Saved entries:
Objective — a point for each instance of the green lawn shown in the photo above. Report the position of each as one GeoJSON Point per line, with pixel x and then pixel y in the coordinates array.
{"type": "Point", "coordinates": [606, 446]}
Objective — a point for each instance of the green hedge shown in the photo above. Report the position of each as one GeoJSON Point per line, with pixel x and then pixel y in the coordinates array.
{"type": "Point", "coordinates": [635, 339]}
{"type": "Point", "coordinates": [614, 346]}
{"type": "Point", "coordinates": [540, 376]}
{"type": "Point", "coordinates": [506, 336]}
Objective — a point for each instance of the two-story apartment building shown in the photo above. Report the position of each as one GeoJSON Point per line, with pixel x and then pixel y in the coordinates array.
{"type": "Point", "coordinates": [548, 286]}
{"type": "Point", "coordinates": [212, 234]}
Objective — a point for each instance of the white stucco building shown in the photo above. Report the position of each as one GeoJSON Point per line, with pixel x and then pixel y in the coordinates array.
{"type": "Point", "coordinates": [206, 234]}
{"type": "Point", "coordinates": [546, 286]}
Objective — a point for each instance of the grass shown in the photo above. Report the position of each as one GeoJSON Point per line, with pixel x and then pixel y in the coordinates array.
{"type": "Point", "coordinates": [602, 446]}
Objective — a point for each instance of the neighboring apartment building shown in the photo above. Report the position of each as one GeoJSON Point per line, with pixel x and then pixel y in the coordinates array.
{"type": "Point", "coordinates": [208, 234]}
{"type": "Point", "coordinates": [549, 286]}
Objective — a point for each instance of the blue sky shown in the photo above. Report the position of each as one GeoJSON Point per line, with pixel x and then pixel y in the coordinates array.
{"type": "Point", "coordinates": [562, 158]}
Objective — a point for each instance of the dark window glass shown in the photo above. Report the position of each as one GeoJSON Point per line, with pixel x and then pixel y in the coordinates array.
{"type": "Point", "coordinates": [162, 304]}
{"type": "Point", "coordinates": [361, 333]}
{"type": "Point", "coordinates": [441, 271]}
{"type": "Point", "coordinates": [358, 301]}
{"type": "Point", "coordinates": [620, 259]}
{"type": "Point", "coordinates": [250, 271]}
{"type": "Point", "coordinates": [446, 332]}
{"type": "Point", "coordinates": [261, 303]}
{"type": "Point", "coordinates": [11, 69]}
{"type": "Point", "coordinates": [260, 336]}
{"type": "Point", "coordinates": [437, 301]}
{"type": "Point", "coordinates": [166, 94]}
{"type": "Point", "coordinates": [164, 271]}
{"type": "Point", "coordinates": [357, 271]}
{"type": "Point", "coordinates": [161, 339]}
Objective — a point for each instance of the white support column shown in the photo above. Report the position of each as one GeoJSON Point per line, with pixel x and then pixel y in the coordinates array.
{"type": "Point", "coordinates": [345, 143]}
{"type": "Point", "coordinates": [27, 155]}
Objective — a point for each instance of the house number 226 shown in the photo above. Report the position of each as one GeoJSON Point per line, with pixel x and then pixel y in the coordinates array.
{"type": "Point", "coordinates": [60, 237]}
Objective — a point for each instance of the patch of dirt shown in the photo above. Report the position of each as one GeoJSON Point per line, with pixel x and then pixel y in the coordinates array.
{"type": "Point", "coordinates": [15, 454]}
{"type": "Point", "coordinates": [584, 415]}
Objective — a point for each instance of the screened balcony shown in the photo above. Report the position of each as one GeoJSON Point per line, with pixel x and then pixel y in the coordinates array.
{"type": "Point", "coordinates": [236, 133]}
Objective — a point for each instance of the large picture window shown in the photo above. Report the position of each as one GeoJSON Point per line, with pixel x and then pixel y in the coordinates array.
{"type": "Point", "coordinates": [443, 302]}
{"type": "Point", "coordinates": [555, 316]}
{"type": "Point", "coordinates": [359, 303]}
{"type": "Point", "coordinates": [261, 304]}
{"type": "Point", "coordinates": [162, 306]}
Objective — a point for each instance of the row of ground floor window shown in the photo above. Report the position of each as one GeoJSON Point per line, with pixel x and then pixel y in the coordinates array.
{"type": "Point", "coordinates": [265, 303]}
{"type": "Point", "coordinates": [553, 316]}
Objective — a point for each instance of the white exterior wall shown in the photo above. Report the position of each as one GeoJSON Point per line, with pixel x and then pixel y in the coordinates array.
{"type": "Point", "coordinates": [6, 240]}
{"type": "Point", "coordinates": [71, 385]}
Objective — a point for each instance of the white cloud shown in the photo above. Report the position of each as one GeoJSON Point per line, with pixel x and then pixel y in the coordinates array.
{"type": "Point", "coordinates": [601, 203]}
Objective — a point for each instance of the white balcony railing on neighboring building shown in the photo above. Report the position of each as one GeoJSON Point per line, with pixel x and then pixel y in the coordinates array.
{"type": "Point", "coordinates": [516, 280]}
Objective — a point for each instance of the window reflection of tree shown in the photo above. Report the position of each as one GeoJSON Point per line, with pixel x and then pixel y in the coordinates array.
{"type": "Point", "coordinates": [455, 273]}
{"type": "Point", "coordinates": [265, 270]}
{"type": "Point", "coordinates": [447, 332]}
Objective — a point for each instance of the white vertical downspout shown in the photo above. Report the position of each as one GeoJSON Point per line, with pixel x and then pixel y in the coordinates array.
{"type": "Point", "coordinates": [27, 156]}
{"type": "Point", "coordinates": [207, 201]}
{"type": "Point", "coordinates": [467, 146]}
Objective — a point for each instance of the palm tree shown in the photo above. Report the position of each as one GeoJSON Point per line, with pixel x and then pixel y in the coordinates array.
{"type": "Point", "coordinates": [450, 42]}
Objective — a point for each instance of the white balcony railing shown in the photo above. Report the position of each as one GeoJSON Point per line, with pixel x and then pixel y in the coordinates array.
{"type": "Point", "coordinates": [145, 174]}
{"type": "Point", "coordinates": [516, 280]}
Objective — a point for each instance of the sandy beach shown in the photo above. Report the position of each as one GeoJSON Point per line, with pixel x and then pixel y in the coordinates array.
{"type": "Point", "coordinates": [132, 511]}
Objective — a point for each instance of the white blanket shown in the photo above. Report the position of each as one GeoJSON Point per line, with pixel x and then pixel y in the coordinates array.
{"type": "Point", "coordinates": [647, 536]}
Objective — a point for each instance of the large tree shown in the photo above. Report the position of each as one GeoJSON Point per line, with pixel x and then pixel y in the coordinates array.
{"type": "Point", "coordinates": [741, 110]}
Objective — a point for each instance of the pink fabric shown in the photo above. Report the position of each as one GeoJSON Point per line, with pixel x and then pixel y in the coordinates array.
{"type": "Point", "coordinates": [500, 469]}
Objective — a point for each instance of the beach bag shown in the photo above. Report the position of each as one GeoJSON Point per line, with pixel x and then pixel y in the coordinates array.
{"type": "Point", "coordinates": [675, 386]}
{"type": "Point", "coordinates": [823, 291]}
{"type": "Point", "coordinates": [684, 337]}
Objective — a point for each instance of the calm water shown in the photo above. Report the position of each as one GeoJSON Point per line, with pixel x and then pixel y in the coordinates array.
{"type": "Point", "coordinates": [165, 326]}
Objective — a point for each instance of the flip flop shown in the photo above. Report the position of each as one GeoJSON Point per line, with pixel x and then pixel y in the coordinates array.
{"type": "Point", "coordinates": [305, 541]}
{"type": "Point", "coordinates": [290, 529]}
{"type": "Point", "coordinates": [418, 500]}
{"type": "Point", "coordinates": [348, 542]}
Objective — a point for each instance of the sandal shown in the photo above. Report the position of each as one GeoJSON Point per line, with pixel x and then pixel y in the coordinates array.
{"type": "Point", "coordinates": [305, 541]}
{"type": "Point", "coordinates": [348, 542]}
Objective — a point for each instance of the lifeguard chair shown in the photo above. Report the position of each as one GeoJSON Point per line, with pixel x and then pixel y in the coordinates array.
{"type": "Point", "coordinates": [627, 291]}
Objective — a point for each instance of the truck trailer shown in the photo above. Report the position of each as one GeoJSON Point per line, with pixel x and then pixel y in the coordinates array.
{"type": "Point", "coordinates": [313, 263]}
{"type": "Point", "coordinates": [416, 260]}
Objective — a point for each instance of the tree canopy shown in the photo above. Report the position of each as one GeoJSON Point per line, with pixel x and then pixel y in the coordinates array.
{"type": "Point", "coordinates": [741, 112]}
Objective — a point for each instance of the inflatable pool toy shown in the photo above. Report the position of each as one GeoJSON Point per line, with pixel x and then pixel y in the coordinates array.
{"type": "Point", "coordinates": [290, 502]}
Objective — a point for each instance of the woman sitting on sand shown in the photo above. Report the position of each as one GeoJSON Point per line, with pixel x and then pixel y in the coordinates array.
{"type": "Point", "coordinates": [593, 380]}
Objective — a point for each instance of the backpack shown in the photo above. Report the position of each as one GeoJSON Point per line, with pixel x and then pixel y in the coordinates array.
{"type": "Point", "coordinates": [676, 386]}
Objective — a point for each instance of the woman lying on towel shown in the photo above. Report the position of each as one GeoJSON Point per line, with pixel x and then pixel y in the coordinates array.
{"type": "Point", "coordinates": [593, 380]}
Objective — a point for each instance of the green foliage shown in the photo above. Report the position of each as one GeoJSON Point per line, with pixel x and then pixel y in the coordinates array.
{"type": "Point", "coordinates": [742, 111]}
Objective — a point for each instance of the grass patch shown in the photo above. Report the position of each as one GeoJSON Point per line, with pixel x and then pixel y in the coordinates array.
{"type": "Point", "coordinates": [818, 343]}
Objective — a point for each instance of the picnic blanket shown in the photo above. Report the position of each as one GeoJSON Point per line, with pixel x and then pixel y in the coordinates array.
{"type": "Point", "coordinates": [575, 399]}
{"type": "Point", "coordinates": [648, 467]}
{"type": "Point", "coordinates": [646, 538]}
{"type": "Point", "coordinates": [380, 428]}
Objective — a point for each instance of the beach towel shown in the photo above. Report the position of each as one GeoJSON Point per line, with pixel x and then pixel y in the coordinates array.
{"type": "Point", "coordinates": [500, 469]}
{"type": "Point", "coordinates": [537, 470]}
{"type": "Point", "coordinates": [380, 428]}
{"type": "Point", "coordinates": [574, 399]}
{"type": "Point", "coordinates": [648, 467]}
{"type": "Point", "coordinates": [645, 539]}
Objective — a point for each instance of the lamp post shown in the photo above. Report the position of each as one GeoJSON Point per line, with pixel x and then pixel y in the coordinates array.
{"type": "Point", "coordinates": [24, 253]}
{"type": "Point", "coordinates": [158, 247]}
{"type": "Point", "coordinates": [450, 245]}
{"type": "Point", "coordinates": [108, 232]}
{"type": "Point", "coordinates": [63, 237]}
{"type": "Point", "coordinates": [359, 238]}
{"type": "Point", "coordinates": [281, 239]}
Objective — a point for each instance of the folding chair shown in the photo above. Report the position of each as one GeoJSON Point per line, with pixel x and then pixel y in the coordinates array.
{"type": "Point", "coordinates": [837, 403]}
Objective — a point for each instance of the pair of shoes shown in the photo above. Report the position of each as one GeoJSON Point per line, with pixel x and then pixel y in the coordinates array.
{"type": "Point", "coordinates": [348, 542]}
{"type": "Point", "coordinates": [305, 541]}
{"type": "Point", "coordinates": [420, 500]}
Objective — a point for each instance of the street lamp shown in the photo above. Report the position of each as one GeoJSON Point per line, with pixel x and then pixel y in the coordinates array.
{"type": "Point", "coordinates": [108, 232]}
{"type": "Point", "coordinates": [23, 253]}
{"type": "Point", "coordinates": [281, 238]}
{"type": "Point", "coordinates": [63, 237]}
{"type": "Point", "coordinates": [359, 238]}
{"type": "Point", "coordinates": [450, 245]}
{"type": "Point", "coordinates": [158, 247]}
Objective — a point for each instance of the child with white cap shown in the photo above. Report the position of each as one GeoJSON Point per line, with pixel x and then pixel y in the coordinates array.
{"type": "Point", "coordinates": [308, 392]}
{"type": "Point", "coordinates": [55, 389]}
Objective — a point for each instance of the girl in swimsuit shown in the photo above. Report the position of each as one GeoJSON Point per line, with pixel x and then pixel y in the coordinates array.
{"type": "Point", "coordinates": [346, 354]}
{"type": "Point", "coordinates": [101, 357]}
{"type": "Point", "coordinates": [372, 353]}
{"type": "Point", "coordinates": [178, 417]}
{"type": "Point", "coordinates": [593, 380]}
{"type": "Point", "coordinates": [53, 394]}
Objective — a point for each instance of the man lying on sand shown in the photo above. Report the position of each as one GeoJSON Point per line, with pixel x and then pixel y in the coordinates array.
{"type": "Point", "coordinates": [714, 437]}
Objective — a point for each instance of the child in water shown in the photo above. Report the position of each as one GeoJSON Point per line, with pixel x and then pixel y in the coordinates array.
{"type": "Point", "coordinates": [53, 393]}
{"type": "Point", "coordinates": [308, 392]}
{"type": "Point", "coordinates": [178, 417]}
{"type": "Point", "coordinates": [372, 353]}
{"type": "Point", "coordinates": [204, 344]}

• [Aim of the exercise]: Set down exactly what runs from the line with "Objective — a point for each instance of the girl" to the last line of the data above, including both of those lines and no others.

• [Solution]:
Objective — a point for each instance of the girl in swimsuit shown in the photo above. Report the position of each as one GeoJSON Point per line, with pixel x and then pixel y in the coordinates array.
{"type": "Point", "coordinates": [346, 354]}
{"type": "Point", "coordinates": [101, 357]}
{"type": "Point", "coordinates": [372, 353]}
{"type": "Point", "coordinates": [178, 417]}
{"type": "Point", "coordinates": [593, 380]}
{"type": "Point", "coordinates": [53, 394]}
Objective — a point for each instance of the man lying on sand shown in the photo above. Report the position of each as one GeoJSON Point per line, with pixel x and then pixel y in the coordinates array.
{"type": "Point", "coordinates": [714, 437]}
Objective — a point for each instance of the child in water shown in the photo above. Report the position of each as one GeoJSON Point per line, with pixel x and then pixel y in the coordinates array.
{"type": "Point", "coordinates": [53, 393]}
{"type": "Point", "coordinates": [308, 392]}
{"type": "Point", "coordinates": [178, 417]}
{"type": "Point", "coordinates": [372, 353]}
{"type": "Point", "coordinates": [204, 344]}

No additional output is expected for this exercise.